Object pointing dataset rows
◇ ◇ ◇ ◇ ◇
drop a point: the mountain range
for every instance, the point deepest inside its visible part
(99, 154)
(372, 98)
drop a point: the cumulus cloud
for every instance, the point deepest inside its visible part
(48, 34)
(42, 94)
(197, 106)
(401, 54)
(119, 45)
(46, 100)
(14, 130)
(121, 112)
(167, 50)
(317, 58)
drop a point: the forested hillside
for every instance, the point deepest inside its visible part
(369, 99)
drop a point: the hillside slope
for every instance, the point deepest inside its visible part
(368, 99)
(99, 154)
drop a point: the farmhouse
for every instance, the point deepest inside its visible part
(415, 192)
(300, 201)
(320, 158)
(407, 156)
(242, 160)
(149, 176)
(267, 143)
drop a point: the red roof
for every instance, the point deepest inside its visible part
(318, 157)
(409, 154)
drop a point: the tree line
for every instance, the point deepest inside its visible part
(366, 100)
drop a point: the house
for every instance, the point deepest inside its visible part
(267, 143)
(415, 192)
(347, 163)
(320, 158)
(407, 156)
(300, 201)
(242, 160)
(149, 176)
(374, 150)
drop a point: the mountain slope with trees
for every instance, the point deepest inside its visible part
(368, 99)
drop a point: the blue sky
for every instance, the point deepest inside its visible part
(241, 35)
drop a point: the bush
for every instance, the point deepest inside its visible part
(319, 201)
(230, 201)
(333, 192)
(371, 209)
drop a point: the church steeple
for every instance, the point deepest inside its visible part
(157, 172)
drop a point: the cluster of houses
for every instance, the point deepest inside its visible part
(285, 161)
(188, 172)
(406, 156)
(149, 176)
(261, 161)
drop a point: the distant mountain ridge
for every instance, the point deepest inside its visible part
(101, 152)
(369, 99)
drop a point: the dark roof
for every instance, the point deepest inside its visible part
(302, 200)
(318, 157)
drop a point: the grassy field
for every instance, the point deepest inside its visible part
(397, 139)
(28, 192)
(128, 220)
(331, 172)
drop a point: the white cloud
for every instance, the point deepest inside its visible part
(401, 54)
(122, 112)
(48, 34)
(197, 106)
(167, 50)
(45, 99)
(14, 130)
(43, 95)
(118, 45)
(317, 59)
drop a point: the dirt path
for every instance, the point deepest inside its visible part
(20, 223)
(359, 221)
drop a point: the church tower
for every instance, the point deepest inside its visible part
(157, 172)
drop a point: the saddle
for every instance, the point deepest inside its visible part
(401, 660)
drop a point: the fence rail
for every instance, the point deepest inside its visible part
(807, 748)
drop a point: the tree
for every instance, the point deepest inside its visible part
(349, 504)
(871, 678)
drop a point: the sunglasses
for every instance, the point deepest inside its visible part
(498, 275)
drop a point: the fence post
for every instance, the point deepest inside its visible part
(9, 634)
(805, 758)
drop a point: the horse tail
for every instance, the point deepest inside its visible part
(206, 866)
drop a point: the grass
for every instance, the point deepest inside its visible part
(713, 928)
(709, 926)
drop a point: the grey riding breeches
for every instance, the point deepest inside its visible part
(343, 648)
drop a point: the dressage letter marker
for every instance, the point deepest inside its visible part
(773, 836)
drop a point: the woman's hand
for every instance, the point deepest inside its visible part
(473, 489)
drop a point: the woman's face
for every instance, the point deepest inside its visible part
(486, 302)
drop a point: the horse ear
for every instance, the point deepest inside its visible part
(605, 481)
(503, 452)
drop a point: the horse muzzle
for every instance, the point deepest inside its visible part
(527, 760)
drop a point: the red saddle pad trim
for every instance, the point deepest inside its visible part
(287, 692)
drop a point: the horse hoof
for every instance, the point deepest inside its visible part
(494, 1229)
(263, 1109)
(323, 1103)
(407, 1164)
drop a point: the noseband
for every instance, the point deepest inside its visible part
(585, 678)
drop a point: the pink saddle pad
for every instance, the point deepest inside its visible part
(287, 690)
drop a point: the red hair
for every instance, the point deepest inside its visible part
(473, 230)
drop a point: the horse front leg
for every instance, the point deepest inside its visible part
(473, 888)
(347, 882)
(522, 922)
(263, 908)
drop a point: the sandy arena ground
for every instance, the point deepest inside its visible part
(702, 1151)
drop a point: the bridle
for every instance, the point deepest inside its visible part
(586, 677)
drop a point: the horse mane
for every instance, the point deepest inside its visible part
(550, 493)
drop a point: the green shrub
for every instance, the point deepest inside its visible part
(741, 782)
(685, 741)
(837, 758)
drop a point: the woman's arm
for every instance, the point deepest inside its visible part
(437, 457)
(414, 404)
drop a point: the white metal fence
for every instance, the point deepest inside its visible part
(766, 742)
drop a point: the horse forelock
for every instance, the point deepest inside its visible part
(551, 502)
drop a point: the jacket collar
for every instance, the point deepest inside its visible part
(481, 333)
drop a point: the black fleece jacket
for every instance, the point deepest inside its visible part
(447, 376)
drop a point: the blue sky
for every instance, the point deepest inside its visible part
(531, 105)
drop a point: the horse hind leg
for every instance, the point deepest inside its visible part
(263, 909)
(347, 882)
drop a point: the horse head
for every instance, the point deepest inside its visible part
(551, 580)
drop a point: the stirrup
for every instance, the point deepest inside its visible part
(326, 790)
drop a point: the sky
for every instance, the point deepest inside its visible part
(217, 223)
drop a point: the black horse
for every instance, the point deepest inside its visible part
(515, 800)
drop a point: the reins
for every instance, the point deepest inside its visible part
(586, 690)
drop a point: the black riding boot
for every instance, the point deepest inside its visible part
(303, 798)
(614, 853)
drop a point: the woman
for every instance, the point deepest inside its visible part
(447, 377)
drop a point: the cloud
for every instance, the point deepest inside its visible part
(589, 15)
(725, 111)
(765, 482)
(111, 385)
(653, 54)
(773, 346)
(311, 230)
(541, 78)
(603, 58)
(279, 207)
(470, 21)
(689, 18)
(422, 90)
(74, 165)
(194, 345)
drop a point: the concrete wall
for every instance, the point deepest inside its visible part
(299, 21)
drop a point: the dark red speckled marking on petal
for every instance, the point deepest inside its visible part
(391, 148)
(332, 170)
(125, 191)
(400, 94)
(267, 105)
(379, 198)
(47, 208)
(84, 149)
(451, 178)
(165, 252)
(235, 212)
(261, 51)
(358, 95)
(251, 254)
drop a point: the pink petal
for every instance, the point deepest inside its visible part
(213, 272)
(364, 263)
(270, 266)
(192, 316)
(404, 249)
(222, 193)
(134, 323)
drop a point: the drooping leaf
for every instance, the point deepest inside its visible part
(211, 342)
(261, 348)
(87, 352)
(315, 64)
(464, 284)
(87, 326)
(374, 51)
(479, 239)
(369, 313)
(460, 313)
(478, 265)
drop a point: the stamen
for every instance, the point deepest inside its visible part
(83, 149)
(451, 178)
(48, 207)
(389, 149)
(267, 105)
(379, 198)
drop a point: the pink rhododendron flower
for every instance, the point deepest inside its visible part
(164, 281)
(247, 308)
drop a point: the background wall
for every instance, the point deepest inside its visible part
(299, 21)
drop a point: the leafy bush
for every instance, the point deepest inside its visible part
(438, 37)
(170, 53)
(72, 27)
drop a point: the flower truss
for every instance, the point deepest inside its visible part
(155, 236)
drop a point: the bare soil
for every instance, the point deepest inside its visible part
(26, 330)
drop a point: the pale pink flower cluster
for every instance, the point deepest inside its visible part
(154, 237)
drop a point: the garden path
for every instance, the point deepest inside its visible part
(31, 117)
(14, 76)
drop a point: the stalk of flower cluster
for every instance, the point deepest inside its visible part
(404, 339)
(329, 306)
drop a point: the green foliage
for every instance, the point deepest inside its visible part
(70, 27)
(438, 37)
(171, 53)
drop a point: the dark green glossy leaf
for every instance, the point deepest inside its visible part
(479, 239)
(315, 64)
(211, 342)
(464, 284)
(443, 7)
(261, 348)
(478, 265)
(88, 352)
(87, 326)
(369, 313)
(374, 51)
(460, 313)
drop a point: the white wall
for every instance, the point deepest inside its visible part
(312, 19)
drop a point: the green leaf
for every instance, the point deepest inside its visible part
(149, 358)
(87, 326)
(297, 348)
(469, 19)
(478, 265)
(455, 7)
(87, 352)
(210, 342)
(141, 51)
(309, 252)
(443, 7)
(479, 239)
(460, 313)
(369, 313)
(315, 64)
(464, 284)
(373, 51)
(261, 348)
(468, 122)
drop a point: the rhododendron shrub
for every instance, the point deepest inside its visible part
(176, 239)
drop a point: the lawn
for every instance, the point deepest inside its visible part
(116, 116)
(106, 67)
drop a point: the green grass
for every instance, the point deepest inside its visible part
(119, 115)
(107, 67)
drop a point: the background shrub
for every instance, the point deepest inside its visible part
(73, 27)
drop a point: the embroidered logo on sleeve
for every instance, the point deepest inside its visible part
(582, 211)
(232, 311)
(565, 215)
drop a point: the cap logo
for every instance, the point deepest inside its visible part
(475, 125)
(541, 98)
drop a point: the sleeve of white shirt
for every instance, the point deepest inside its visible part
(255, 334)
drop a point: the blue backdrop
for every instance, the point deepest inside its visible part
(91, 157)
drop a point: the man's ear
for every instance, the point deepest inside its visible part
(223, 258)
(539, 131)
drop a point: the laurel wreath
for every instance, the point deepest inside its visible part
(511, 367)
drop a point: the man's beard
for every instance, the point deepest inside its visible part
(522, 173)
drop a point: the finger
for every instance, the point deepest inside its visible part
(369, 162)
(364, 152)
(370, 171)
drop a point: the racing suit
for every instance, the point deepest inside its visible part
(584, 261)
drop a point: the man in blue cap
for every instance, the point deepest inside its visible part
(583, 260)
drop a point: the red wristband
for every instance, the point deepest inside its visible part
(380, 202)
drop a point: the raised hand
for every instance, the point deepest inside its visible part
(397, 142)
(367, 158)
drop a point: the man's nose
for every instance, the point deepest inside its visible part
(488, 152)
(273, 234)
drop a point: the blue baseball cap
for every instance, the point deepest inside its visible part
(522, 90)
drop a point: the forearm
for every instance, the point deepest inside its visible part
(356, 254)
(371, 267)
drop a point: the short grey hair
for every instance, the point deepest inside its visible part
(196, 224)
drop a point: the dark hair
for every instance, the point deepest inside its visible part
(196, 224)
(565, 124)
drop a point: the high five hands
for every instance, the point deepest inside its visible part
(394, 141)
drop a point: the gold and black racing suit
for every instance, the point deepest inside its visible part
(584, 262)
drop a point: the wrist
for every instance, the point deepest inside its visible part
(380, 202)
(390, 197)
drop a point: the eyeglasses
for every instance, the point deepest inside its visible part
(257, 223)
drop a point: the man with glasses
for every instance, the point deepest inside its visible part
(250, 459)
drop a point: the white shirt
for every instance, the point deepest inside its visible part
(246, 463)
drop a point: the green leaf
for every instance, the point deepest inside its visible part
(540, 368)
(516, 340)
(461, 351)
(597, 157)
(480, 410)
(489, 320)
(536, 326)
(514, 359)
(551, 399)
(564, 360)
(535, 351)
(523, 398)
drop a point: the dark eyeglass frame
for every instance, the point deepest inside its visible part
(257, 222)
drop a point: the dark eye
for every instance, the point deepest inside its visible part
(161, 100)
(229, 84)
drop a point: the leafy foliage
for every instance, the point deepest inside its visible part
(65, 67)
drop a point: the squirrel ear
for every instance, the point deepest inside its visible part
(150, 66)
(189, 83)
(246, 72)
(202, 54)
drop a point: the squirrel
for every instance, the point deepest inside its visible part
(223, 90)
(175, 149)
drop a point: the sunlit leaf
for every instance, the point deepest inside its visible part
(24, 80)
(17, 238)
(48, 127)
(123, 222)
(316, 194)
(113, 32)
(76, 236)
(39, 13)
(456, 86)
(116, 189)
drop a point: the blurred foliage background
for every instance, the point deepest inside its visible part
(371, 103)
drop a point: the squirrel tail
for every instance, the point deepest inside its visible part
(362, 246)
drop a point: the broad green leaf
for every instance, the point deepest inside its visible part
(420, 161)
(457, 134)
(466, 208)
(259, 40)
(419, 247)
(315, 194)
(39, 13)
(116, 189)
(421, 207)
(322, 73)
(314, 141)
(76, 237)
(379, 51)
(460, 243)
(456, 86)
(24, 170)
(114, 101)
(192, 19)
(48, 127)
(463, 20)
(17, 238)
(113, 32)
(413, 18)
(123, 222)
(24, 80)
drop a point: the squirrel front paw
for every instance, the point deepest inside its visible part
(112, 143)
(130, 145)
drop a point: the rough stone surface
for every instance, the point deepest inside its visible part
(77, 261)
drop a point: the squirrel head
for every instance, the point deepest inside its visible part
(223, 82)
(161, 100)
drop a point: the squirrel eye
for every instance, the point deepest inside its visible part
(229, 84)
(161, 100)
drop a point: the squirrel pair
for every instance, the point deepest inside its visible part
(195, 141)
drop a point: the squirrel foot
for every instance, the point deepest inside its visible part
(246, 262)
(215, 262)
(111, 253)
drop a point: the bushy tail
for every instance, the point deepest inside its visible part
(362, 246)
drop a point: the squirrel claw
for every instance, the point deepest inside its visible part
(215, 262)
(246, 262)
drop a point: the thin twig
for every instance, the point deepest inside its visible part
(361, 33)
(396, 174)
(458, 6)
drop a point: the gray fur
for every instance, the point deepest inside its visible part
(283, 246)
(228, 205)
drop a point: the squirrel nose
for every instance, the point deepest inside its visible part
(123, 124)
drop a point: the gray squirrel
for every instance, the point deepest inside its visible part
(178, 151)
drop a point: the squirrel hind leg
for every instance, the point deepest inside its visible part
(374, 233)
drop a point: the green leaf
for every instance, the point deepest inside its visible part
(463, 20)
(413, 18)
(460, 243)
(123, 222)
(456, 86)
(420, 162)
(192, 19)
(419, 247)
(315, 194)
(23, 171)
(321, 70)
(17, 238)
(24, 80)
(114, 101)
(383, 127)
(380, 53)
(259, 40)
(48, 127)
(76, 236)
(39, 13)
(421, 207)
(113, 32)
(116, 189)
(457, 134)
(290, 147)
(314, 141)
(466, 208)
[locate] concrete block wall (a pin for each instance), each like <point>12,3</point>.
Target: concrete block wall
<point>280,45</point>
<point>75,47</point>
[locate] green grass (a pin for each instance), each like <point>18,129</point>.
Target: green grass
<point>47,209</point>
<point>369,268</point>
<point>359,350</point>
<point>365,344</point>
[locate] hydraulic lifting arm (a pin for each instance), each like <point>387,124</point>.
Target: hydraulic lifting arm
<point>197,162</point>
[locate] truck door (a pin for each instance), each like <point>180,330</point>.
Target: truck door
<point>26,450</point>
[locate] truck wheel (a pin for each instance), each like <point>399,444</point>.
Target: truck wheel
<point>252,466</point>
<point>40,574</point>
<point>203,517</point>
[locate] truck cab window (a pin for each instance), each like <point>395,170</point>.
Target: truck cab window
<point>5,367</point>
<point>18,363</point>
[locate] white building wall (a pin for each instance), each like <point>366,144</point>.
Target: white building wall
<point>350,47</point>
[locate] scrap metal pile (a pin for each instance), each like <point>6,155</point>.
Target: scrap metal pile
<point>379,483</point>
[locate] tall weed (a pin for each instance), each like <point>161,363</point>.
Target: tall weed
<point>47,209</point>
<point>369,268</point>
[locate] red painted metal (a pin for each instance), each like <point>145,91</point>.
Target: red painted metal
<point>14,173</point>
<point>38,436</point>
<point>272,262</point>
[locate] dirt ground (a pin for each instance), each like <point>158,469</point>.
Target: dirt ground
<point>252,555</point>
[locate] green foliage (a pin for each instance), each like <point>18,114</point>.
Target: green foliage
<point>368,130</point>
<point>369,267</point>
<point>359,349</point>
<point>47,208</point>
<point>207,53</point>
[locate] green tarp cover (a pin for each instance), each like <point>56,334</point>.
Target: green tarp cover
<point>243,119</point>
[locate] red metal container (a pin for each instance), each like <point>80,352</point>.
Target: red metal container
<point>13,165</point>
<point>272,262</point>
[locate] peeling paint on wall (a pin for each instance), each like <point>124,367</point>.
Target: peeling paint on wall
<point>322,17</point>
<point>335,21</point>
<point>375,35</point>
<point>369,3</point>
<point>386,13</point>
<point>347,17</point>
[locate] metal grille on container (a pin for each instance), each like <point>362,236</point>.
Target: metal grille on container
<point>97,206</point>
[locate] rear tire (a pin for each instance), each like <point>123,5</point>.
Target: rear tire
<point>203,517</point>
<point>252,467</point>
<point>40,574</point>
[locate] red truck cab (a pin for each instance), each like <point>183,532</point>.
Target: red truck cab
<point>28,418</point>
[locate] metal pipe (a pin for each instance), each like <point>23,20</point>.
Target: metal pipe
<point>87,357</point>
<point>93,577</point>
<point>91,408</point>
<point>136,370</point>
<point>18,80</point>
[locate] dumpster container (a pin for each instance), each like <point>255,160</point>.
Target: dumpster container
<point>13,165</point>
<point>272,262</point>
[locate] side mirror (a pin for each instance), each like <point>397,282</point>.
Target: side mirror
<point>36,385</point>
◇ ◇ ◇ ◇ ◇
— Exercise requirements —
Reproduce the material from the line with "drop a point: the woman's hand" to the line with "(407, 1164)", substituting "pony" for "horse" and changing nothing else.

— Written response —
drop a point: the woman's hand
for every instance, the point deepest inside its visible part
(473, 489)
drop a point: the woman's face
for every instance, the point deepest inside its visible part
(486, 302)
drop a point: the pony ear
for every instance, the point deepest inside its visible part
(605, 481)
(503, 452)
drop a point: the pony muzzle
for every instance, the point deepest inside its visible part
(527, 760)
drop a point: the red saddle pad trim
for every instance, the point deepest inside its visible part
(287, 692)
drop a point: the pony hoof
for every instance, the point deepest inside its visible part
(494, 1229)
(263, 1109)
(323, 1103)
(407, 1164)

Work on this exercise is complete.